## Work instructions
Could you repeat the records below exactly, leaving out any pictures?

## Record extracts
==============================

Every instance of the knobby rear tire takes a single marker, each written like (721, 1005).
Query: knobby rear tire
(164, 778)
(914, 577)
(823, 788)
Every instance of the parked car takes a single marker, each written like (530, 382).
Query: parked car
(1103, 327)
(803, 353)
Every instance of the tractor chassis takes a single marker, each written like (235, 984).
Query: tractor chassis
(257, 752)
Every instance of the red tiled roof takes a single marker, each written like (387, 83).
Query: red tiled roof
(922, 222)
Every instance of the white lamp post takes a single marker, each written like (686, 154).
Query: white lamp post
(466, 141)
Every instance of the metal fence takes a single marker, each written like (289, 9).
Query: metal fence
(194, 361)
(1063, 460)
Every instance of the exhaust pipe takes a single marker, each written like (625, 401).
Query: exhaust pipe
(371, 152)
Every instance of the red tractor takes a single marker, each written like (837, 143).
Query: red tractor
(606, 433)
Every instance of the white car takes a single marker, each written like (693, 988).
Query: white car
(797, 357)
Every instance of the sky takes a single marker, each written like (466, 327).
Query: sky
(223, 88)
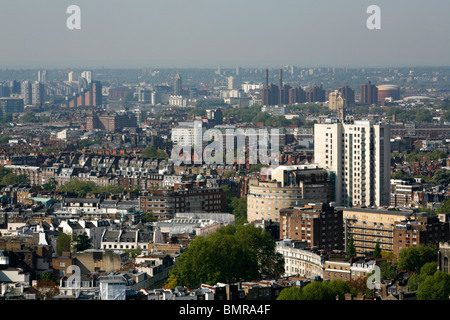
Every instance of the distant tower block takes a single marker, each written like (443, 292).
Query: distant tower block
(177, 89)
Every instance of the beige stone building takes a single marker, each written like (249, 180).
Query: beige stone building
(358, 155)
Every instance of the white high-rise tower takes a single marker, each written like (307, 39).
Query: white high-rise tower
(358, 156)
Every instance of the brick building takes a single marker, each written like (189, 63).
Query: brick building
(318, 225)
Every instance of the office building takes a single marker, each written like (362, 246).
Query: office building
(37, 93)
(164, 204)
(87, 75)
(358, 156)
(298, 261)
(11, 105)
(111, 122)
(392, 230)
(424, 229)
(388, 93)
(26, 92)
(177, 86)
(368, 93)
(315, 94)
(348, 94)
(336, 103)
(317, 225)
(42, 76)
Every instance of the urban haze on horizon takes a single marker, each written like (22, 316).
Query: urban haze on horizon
(232, 33)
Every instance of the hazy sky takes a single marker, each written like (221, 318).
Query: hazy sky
(230, 33)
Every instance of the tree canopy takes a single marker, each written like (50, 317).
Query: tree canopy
(415, 257)
(231, 254)
(434, 287)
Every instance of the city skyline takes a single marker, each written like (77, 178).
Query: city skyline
(229, 34)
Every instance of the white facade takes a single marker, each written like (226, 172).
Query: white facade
(358, 154)
(87, 75)
(300, 262)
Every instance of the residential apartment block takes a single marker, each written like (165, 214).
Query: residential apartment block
(358, 157)
(287, 186)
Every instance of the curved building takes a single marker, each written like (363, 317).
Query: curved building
(289, 186)
(388, 92)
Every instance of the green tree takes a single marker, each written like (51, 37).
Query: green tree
(50, 185)
(435, 287)
(377, 251)
(171, 281)
(416, 279)
(82, 242)
(436, 155)
(415, 257)
(291, 293)
(317, 290)
(231, 254)
(63, 243)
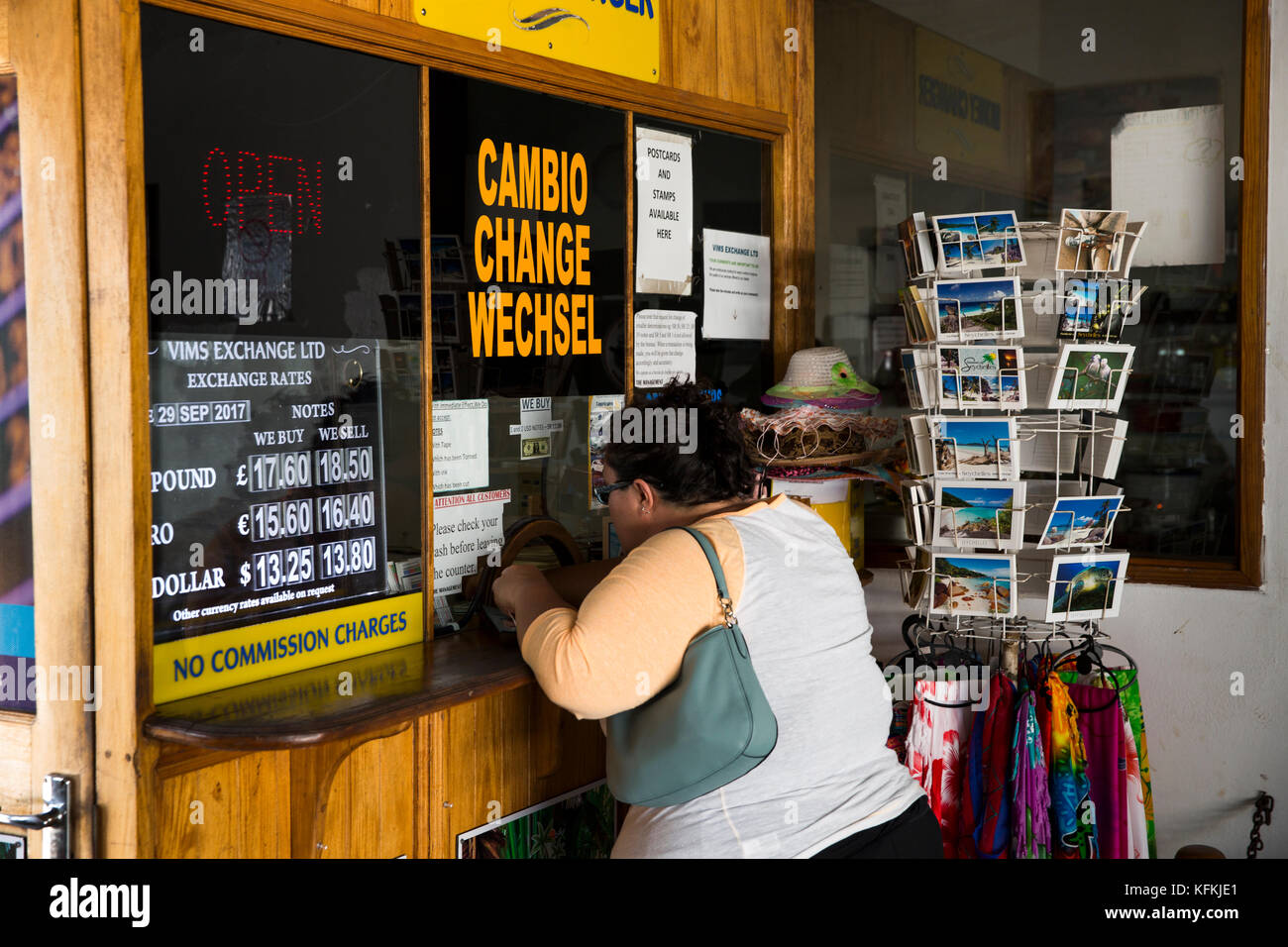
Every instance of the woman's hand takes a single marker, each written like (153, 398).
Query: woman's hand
(514, 583)
(524, 592)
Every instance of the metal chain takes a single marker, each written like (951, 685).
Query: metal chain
(1261, 810)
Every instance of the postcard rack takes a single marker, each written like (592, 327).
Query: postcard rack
(962, 575)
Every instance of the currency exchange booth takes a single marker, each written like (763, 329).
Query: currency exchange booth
(305, 322)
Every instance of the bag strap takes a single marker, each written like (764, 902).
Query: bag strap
(713, 561)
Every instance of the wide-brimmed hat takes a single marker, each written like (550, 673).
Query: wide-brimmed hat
(822, 376)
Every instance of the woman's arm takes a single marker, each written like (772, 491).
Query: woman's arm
(574, 582)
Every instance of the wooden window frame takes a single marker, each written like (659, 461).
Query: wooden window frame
(116, 273)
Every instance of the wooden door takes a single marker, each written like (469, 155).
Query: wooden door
(52, 686)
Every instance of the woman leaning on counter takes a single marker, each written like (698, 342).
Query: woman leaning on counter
(831, 788)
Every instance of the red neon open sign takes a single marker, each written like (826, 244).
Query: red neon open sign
(228, 179)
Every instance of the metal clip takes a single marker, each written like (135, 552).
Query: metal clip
(726, 607)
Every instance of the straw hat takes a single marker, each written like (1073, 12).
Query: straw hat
(822, 376)
(809, 436)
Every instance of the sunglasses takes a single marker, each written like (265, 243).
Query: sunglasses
(601, 491)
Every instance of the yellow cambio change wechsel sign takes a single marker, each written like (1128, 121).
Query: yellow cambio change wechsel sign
(237, 656)
(618, 37)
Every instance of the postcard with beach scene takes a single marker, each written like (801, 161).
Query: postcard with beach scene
(982, 376)
(978, 241)
(1094, 309)
(978, 308)
(1091, 376)
(1080, 521)
(1086, 586)
(1091, 241)
(979, 514)
(973, 585)
(918, 376)
(975, 449)
(917, 318)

==============================

## Exercise output
Every instance of the knobby rear tire takes a single marker, each written like (721, 1005).
Query: knobby rear tire
(164, 778)
(914, 577)
(823, 788)
Every instance of the parked car takes a single marker, each written like (530, 382).
Query: parked car
(1103, 327)
(803, 353)
Every instance of the tractor chassis takes a single marker, each written like (235, 984).
Query: tractor chassis
(257, 752)
Every instance of the red tiled roof takes a single marker, each written like (387, 83).
Query: red tiled roof
(922, 222)
Every instance of the white lamp post takes a single marker, each written like (686, 154).
Query: white lamp post
(466, 141)
Every instance of the metal fence takes a single marker, each written like (289, 9).
Query: metal fence
(194, 361)
(1063, 460)
Every instance of the exhaust pipe takes a single marker, each written like (625, 401).
Query: exhaust pipe
(371, 152)
Every instance of the red tractor takes a single marker, each written like (837, 143).
Query: red tractor
(606, 433)
Every instance of the white car takes a single marker, each written like (693, 988).
Query: white car
(797, 357)
Every instance of the sky takes a single marker, each written like (466, 327).
Query: sky
(223, 88)
Every instance of the distant tower block takes a single marker, each written like (443, 292).
Query: distant tower block
(177, 89)
Every instance of the beige stone building takes a single marker, each written like (249, 180).
Query: beige stone building
(358, 155)
Every instance of the white high-rise tower takes a single marker, each written like (307, 39).
Query: white high-rise tower
(358, 156)
Every instance of the brick building takes a single marker, each written like (189, 63).
Query: brick building
(318, 225)
Every instance of the office building takes a single marker, each written like (362, 246).
Query: office building
(37, 93)
(164, 204)
(87, 75)
(358, 156)
(298, 261)
(11, 105)
(111, 122)
(392, 230)
(424, 229)
(388, 93)
(26, 92)
(177, 86)
(368, 93)
(315, 94)
(348, 94)
(336, 103)
(317, 225)
(42, 76)
Every instance of the urban haze on horizon takes a single marker, each written like (22, 316).
Query: urban haze on horizon
(232, 33)
Every instance of the hazy sky takes a single marker, each written like (221, 318).
Query: hazy sky
(230, 33)
Every instance of the tree canopy takes a single marker, each written like (50, 317).
Query: tree canopy
(415, 257)
(231, 254)
(434, 287)
Every instance of the city skyline takes a single marker, each written like (77, 178).
Query: city skyline
(229, 34)
Every instance of the white facade takes a single marker, each written like (226, 172).
Query: white facade
(358, 154)
(87, 75)
(300, 262)
Every instance of the residential apartment block takes a single marker, each written like (165, 214).
Query: residential apartment block
(358, 157)
(287, 186)
Every instance of the curved building takes a single marker, each written like (363, 317).
Query: curved building
(289, 186)
(388, 92)
Every instance of the green tree takes a single marker, each written like (51, 37).
Query: green tree
(50, 185)
(435, 287)
(377, 251)
(171, 281)
(416, 279)
(82, 242)
(436, 155)
(415, 257)
(291, 293)
(317, 290)
(231, 254)
(63, 243)
Every instance of the woman's hand takes a single marker, each written like (153, 398).
Query: woman's hand
(514, 583)
(524, 592)
Every instance of the metal chain takes a single marker, each written like (951, 685).
Query: metal chain
(1261, 810)
Every instance of the postcard rack takes a single marker, each written like (592, 327).
Query: postcard rack
(962, 575)
Every instance of the currency exchange booth takes a single marker, each written like (763, 329).
Query: currency exchange booth
(305, 322)
Every instance of the bag strap takes a single marker, each written like (764, 902).
Query: bag strap
(713, 561)
Every instance of the wide-brimmed hat takes a single marker, each written like (550, 673).
Query: wide-brimmed hat
(822, 376)
Every instance of the woman's arm takes a single marker, each written like (772, 491).
Query: woman's arm
(574, 582)
Every instance of the wooden window frame takes a single marker, each written like (659, 461).
Query: wooden window frame
(116, 273)
Every instance of the wooden door takes a single marker, each written like (469, 155).
Query: wooden door
(52, 686)
Every instance of the woman leaning on counter takes a single marker, each written like (698, 342).
Query: woman leaning on counter
(831, 788)
Every instance of the red neon open sign takes a single marker, each written like (826, 244).
Query: red neon open sign
(228, 179)
Every instance of the metal clip takes a single marker, each written like (135, 552).
Query: metal clip
(726, 607)
Every instance of the straw hat takes a single marker, each written like (1073, 12).
Query: straw hat
(822, 376)
(809, 436)
Every instance of the sunglasses takes a single marker, each written like (265, 243).
Query: sunglasses
(601, 491)
Every instance of the yellow cambio change wechsel sign takes a single marker, each written like (1128, 121).
Query: yellow cambio change wechsel sign
(237, 656)
(618, 37)
Every instance of the postcard with beach scene takes a single marker, each written like (801, 161).
Query: postcard with beach scene
(982, 376)
(978, 241)
(1094, 309)
(978, 308)
(1091, 376)
(1080, 521)
(1086, 586)
(1091, 241)
(979, 514)
(973, 585)
(918, 376)
(975, 449)
(917, 318)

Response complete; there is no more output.